(Exercise prompt):
Find each line below that includes "resolution", then copy it.

Saved data entries:
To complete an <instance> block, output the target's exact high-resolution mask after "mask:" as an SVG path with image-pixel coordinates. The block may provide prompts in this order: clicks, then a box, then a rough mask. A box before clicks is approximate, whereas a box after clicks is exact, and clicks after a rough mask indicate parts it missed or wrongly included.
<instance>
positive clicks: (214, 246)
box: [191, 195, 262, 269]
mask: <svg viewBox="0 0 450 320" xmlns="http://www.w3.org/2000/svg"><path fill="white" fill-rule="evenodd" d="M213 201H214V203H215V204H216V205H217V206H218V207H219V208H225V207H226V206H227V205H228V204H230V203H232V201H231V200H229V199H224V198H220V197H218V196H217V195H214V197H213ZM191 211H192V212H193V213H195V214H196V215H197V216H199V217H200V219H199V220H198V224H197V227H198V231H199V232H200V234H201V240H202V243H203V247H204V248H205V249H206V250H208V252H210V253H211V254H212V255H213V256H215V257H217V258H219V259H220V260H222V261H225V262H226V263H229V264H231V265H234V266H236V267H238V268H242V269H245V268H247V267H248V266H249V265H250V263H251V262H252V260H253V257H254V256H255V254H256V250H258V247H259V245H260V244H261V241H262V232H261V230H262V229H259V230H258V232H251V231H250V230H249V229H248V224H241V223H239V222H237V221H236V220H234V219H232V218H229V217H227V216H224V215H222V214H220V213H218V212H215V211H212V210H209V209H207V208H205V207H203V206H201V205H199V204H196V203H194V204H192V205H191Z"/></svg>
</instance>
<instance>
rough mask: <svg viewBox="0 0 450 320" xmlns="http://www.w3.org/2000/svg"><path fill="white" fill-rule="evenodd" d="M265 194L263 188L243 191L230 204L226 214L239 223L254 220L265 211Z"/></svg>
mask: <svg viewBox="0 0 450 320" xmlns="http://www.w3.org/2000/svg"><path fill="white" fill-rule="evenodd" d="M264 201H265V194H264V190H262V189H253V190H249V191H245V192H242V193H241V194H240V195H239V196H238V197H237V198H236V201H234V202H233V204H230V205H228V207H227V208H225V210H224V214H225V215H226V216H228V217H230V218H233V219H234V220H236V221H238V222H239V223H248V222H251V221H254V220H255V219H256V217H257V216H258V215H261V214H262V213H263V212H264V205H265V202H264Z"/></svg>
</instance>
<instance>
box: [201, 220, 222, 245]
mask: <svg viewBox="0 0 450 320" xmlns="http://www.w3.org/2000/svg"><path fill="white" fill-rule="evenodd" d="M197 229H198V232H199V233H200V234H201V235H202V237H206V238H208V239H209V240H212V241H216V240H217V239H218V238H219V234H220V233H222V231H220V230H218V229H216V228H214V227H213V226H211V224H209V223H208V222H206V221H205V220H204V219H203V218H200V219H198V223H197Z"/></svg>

...

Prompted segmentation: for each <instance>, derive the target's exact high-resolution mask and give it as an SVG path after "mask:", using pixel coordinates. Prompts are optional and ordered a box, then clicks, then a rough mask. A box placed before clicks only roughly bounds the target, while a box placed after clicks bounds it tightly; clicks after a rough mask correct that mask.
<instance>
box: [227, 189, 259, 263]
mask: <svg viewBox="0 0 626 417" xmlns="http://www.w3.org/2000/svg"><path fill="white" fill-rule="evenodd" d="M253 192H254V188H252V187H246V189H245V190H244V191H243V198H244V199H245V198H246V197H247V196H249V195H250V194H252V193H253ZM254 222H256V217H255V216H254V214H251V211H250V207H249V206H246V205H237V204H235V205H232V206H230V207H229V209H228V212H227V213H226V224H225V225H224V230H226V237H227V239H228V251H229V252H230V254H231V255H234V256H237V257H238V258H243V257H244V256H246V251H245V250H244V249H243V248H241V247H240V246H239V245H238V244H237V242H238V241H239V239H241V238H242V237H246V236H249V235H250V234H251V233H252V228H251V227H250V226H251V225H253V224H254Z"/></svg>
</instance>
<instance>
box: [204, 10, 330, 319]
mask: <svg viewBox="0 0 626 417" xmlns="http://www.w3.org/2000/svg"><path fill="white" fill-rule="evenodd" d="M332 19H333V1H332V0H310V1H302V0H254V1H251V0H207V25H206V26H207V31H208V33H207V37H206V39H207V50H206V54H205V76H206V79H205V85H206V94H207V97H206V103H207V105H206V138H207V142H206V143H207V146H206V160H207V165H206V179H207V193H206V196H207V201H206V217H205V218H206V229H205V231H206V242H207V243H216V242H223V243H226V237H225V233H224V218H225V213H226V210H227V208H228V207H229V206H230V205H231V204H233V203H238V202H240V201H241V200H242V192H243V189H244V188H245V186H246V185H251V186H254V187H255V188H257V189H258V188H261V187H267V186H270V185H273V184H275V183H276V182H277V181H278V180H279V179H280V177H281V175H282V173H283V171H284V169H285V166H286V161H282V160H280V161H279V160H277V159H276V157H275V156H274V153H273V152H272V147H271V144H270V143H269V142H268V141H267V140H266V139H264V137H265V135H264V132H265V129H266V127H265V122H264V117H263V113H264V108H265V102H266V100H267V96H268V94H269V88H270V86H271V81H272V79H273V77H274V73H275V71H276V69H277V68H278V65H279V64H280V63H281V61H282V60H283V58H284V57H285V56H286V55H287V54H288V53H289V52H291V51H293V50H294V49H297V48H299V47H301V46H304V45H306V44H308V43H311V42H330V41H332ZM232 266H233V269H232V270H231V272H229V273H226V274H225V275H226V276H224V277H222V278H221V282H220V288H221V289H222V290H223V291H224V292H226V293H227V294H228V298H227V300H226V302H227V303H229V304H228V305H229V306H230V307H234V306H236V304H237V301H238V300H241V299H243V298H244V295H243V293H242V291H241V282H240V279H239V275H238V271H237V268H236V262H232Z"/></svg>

(The answer):
To complete an <instance> block, output the target's exact high-resolution mask after "mask:" as an SVG path with image-pixel coordinates. The block may provide prompts in this order: clicks, then a box, then a rough mask. A box before clicks is approximate, whereas a box after clicks is exact, and clicks after a rough mask indicate parts it missed or wrongly included.
Prompted segmentation: for each <instance>, derive the target's exact high-resolution mask and give it as an SVG path after "mask:", using pixel coordinates. Prompts are optional and ordered a box, then clicks, then a rough mask. A box placed before clicks only roughly bounds the target, while a box placed after clicks bounds it tightly; clicks after a rough mask correct that mask.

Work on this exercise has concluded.